Later, PJM’s Brian Fitzpatrick explained the progress in staff’s analysis of gas-pipeline risks. The analysis is part of PJM’s ongoing effort to prepare for potential interruptions on the pipeline system. (See “Additional Reserves Needed?” PJM MRC/MC Briefs: March 22, 2018.)

Staff have held five meetings with pipelines within its footprint and have three more planned. While PJM had initially identified 63 contingencies that mostly involved potential compressor failures, pipeline companies said those were lower risk and recommended focusing on the ends of lines and laterals connected to main trunk lines.

“Right now, we have about seven [contingencies], so really, really decreased that list quite a bit,” Fitzpatrick said. “And that number will change because we’re still meeting with pipelines.”

Additional analysis will occur over the next six months.

PJM’s Augustine Caven said conditions during January’s “bomb cyclone” cold snap hit triggers to evaluate the need for any contingencies but that none were necessary. Caven also explained PJM’s plan to add detail to its operational parameters for gas units. The expanded parameters will help support automating PJM’s response to contingencies.

PJM is also planning to expand its ability to track units’ limitations on run time, including fuel inventory, emissions limitations, and supplies of demineralized and cooling water. PJM’s Natalie Tacka explained plans to add ways for units to report “hours remaining” for specified time windows and for RTO dispatchers to keep track of those potential restrictions. PJM is seeking generation owner input and asks those interested to let it know by May 11.

Automating Generator Notification

Baizman | © RTO Insider

PJM’s Aaron Baizman explained a plan to automate the dispatch of resources onto the system. The current procedure involves calling the generator directly, but PJM plans to have that notification and verification process become electronic.

The transition will start with combustion turbines through a pilot planned to begin at the end of the year and ramp up in 2019. PJM plans to expand it to all units but has not yet set a target date.

Baizman said the plan is similar to programs at ISO-NE, CAISO, SPP and MISO.

▶ [Written problem 1]:
Summarize the PJM report in two sentences.
▶ [Written problem 2]:
In the PJM report, by what date does PJM ask interested generation owners to give their input?
▶ [Written problem 3]:
From the PJM report, pull out everything from "PJM’s Augustine Caven" down to "response to contingencies.".

▶ [Stored records]:
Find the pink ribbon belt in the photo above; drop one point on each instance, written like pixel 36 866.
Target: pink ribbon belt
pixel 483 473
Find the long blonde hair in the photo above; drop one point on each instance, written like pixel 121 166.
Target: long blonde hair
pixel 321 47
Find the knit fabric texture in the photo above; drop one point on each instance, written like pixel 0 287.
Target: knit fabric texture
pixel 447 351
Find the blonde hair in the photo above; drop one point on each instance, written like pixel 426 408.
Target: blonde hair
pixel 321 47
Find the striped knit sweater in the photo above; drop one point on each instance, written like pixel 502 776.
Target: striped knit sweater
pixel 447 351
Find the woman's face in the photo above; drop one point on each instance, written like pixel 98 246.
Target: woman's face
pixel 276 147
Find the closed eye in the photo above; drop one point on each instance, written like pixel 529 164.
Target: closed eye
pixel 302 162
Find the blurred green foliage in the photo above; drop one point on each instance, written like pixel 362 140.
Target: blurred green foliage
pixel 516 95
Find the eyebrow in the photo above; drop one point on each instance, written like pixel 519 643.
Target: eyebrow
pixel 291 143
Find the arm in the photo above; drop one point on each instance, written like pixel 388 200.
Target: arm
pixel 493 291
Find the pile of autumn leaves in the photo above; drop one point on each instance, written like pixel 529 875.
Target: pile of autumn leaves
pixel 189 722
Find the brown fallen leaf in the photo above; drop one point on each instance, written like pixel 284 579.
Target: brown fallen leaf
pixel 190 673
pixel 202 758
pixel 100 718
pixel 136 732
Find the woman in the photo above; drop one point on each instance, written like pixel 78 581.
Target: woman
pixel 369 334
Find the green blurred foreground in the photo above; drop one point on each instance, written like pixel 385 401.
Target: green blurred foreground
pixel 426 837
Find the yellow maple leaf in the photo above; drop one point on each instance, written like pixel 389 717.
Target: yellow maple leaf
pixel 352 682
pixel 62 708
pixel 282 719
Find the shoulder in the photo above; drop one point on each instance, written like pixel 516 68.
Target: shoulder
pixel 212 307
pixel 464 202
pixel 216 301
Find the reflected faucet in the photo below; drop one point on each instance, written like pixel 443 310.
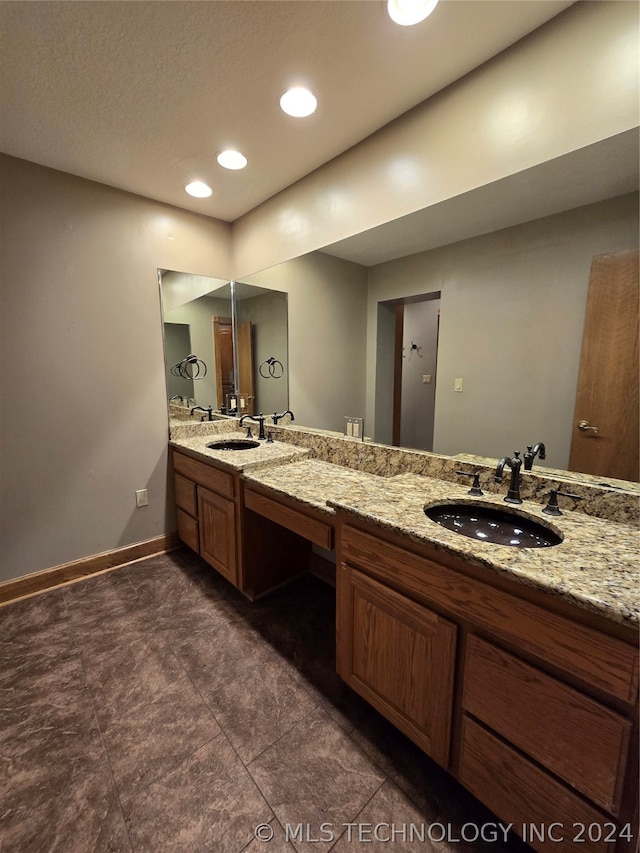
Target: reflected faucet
pixel 532 452
pixel 276 417
pixel 257 419
pixel 208 412
pixel 513 495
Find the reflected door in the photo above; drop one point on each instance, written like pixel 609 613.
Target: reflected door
pixel 223 352
pixel 606 432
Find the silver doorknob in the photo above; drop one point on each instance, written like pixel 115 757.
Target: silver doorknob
pixel 585 426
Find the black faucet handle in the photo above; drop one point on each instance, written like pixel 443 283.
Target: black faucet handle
pixel 475 486
pixel 552 507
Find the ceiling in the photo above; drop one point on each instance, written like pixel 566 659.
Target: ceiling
pixel 142 95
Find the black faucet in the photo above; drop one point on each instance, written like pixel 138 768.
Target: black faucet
pixel 208 412
pixel 257 419
pixel 276 417
pixel 513 495
pixel 531 453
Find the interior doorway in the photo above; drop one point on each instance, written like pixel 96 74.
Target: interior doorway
pixel 606 434
pixel 417 325
pixel 226 381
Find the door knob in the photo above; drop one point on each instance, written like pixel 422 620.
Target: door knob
pixel 585 426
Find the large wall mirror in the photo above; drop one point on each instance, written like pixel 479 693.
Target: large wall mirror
pixel 237 337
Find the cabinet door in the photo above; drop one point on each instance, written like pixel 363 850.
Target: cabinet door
pixel 399 656
pixel 216 517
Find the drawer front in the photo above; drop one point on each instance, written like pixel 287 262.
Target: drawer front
pixel 521 793
pixel 399 656
pixel 212 478
pixel 611 664
pixel 217 533
pixel 573 736
pixel 316 531
pixel 188 530
pixel 186 495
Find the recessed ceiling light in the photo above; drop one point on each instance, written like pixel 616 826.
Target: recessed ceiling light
pixel 232 159
pixel 409 12
pixel 298 102
pixel 198 189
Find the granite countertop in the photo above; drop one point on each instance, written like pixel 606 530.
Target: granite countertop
pixel 267 454
pixel 595 566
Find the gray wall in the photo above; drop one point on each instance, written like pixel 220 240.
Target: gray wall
pixel 198 315
pixel 327 336
pixel 86 424
pixel 512 311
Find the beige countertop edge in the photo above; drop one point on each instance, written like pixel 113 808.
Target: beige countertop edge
pixel 594 568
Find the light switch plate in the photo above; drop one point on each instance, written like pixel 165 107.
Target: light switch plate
pixel 354 427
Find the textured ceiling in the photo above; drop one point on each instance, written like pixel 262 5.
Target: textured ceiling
pixel 142 95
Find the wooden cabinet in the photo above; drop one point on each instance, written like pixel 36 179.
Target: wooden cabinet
pixel 541 722
pixel 576 738
pixel 398 655
pixel 207 513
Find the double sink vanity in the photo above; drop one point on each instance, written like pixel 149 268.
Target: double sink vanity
pixel 514 668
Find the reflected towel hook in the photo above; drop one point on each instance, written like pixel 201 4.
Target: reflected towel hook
pixel 191 367
pixel 273 369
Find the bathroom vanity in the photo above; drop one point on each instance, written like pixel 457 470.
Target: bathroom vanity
pixel 516 669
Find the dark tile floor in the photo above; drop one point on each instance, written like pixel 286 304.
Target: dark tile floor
pixel 154 709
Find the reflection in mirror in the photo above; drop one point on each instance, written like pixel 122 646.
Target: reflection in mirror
pixel 510 330
pixel 232 328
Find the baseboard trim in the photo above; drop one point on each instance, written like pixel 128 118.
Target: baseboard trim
pixel 48 579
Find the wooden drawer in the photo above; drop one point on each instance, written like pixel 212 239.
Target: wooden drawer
pixel 319 532
pixel 188 530
pixel 186 498
pixel 218 481
pixel 611 664
pixel 217 533
pixel 521 793
pixel 575 737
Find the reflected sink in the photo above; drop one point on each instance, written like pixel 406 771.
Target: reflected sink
pixel 493 524
pixel 233 444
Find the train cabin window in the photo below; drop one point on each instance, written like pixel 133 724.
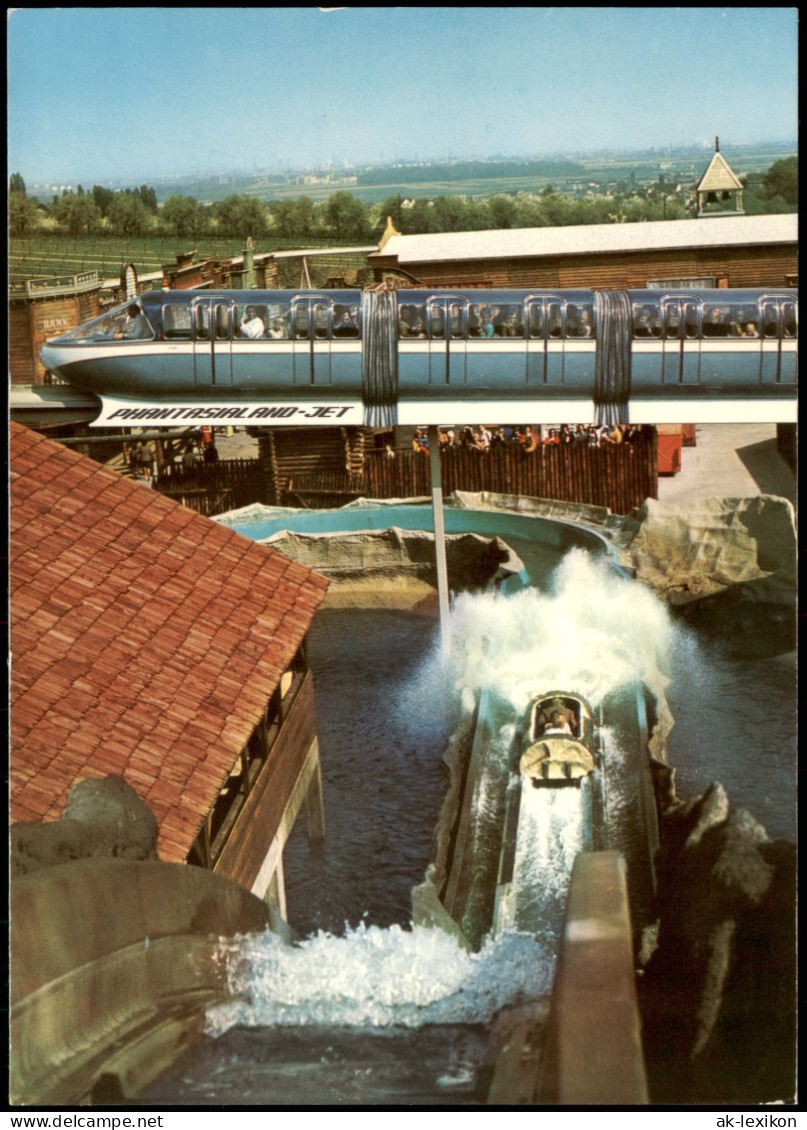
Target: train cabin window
pixel 411 320
pixel 437 322
pixel 301 322
pixel 345 321
pixel 176 322
pixel 278 320
pixel 321 327
pixel 223 329
pixel 647 320
pixel 536 320
pixel 789 319
pixel 717 320
pixel 201 322
pixel 554 320
pixel 580 321
pixel 509 322
pixel 251 321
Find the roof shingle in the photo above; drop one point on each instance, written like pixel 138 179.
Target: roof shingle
pixel 145 639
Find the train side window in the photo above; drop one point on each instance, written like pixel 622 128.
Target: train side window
pixel 554 320
pixel 580 321
pixel 278 320
pixel 301 321
pixel 201 322
pixel 536 321
pixel 509 322
pixel 320 321
pixel 647 320
pixel 223 322
pixel 411 320
pixel 770 320
pixel 789 319
pixel 717 320
pixel 345 321
pixel 176 322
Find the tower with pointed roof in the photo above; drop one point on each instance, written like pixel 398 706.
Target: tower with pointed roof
pixel 719 185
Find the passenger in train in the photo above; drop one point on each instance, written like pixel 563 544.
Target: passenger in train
pixel 136 324
pixel 346 326
pixel 557 722
pixel 511 324
pixel 647 323
pixel 486 327
pixel 716 324
pixel 252 326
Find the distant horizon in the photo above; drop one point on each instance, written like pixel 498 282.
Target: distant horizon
pixel 402 162
pixel 137 94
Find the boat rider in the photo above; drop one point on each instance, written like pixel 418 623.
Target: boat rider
pixel 557 723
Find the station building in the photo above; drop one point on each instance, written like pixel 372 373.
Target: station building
pixel 152 643
pixel 711 251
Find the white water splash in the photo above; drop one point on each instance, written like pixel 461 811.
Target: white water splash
pixel 374 978
pixel 593 632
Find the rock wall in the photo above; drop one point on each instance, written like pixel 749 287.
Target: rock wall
pixel 719 988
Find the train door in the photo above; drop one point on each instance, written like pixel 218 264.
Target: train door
pixel 311 329
pixel 680 335
pixel 447 319
pixel 779 346
pixel 536 341
pixel 555 321
pixel 213 341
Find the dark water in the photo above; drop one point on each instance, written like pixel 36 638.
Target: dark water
pixel 383 718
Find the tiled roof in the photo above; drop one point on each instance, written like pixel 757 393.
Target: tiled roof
pixel 146 640
pixel 590 238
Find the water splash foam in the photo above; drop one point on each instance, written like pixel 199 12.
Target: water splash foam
pixel 376 978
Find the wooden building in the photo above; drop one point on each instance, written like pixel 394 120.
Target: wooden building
pixel 42 309
pixel 152 643
pixel 731 251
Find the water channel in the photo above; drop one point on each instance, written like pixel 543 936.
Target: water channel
pixel 369 1009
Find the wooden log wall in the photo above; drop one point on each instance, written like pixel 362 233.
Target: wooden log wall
pixel 619 477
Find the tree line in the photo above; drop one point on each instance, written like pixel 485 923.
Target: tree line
pixel 343 217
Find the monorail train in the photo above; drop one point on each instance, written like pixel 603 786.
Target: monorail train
pixel 417 356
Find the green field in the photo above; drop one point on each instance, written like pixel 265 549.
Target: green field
pixel 53 255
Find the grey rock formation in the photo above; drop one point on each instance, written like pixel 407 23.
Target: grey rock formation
pixel 103 817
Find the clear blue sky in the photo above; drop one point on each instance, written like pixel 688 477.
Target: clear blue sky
pixel 138 93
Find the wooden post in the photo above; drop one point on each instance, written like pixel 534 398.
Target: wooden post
pixel 439 535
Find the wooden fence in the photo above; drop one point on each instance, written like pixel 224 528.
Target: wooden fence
pixel 211 488
pixel 619 477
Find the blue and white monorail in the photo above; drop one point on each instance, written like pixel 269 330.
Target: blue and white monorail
pixel 422 356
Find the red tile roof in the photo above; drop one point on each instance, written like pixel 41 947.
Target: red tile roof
pixel 146 640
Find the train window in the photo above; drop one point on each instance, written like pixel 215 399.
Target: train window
pixel 176 321
pixel 411 320
pixel 345 321
pixel 580 321
pixel 437 322
pixel 509 322
pixel 278 320
pixel 251 321
pixel 647 320
pixel 554 320
pixel 222 322
pixel 536 321
pixel 717 320
pixel 320 320
pixel 301 321
pixel 789 319
pixel 201 322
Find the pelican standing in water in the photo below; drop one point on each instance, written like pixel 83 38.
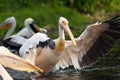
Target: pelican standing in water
pixel 44 52
pixel 92 44
pixel 16 41
pixel 9 60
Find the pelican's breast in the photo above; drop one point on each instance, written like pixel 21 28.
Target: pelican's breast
pixel 60 45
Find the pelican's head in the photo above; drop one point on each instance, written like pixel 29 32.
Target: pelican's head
pixel 63 22
pixel 9 22
pixel 33 27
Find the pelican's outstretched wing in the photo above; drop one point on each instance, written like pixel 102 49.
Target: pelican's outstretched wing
pixel 9 60
pixel 93 43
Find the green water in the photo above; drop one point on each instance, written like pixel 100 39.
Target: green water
pixel 107 68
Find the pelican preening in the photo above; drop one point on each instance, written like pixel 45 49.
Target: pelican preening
pixel 15 41
pixel 9 60
pixel 44 52
pixel 93 43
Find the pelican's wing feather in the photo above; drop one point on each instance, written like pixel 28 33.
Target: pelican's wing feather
pixel 9 60
pixel 93 43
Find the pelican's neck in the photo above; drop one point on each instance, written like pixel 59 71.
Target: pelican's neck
pixel 10 31
pixel 61 33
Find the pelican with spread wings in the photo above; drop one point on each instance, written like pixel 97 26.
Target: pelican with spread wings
pixel 95 41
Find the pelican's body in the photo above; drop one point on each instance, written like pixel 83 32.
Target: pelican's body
pixel 15 41
pixel 9 60
pixel 93 43
pixel 44 52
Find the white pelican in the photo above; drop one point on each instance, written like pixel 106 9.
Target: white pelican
pixel 15 41
pixel 9 60
pixel 43 52
pixel 93 43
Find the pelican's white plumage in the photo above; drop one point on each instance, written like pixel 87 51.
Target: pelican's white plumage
pixel 43 52
pixel 95 41
pixel 18 39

▶ [Final result 1]:
PJM staff are meeting with pipeline companies to analyze gas-pipeline risks, and the list of contingencies has shrunk from 63 to about seven, with more analysis planned over the next six months. PJM also plans to expand its tracking of units' run-time limitations and to make generator dispatch notification electronic, starting with a combustion turbine pilot at the end of the year.

▶ [Final result 2]:
May 11

▶ [Final result 3]:
PJM’s Augustine Caven said conditions during January’s “bomb cyclone” cold snap hit triggers to evaluate the need for any contingencies but that none were necessary. Caven also explained PJM’s plan to add detail to its operational parameters for gas units. The expanded parameters will help support automating PJM’s response to contingencies.